__Problem__. Line by line, print the records exactly.

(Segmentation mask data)
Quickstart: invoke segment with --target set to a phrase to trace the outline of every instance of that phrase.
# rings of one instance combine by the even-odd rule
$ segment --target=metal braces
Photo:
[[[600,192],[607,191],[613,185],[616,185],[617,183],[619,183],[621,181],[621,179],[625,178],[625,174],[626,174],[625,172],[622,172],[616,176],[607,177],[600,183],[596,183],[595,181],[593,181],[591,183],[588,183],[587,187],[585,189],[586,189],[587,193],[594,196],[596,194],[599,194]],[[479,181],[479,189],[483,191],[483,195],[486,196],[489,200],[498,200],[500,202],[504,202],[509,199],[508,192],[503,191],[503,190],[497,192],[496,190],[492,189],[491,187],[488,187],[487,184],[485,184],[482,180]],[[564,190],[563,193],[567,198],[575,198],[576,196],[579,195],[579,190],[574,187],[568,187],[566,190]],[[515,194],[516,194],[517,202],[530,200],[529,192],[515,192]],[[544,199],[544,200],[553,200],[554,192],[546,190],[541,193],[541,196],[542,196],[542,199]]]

__Answer to this task__.
Quickstart: invoke segment with --target set to a phrase to trace the outline of every instance of that phrase.
# rings of one instance combine by the even-odd rule
$ segment --target=metal braces
Photo:
[[[600,192],[607,191],[613,185],[616,185],[617,183],[619,183],[621,181],[621,179],[625,178],[625,174],[626,174],[625,172],[622,172],[616,176],[607,177],[600,183],[596,183],[595,181],[593,181],[591,183],[588,183],[587,187],[585,189],[586,189],[587,193],[594,196],[596,194],[599,194]],[[479,181],[479,189],[483,191],[483,195],[486,196],[489,200],[498,200],[500,202],[504,202],[509,199],[508,192],[503,191],[503,190],[497,192],[496,190],[492,189],[491,187],[488,187],[487,184],[485,184],[482,180]],[[564,190],[563,193],[567,198],[575,198],[576,196],[579,195],[579,190],[574,187],[568,187],[566,190]],[[515,194],[516,194],[517,202],[530,200],[529,192],[515,192]],[[544,199],[544,200],[553,200],[554,192],[546,190],[541,193],[541,196],[542,196],[542,199]]]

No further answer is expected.